Exercise details:
Copy out every line of the listing below, requests included, but multiply each coordinate in the answers by 1.9 and round it to a whole number, with halves going up. Leave the pictures out.

============

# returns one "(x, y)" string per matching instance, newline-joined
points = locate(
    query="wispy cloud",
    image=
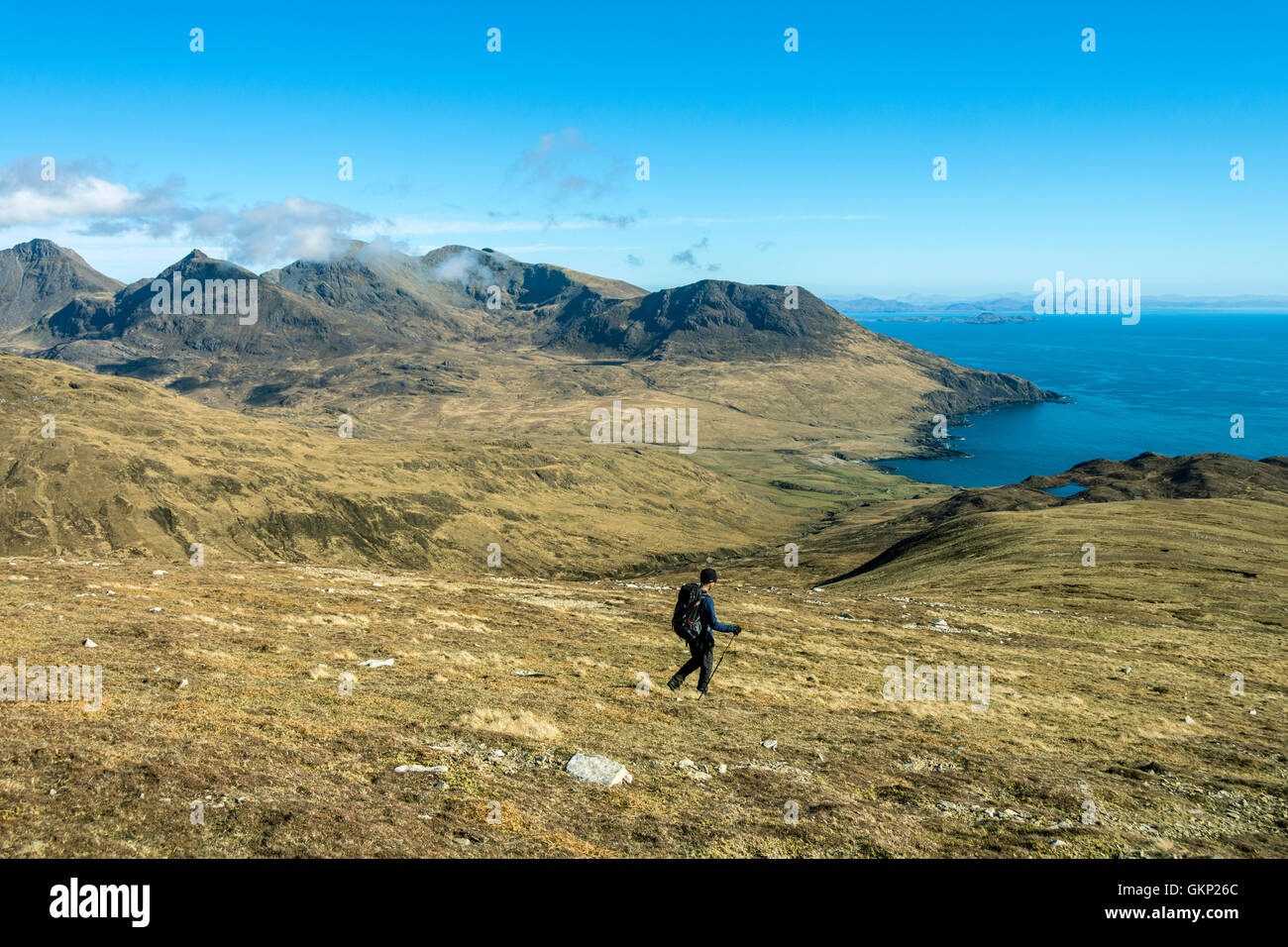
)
(81, 197)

============

Answer for the task:
# returns one "(x, y)" string per matching instance, newline-joined
points = locate(
    query="wispy cloud",
    image=
)
(154, 374)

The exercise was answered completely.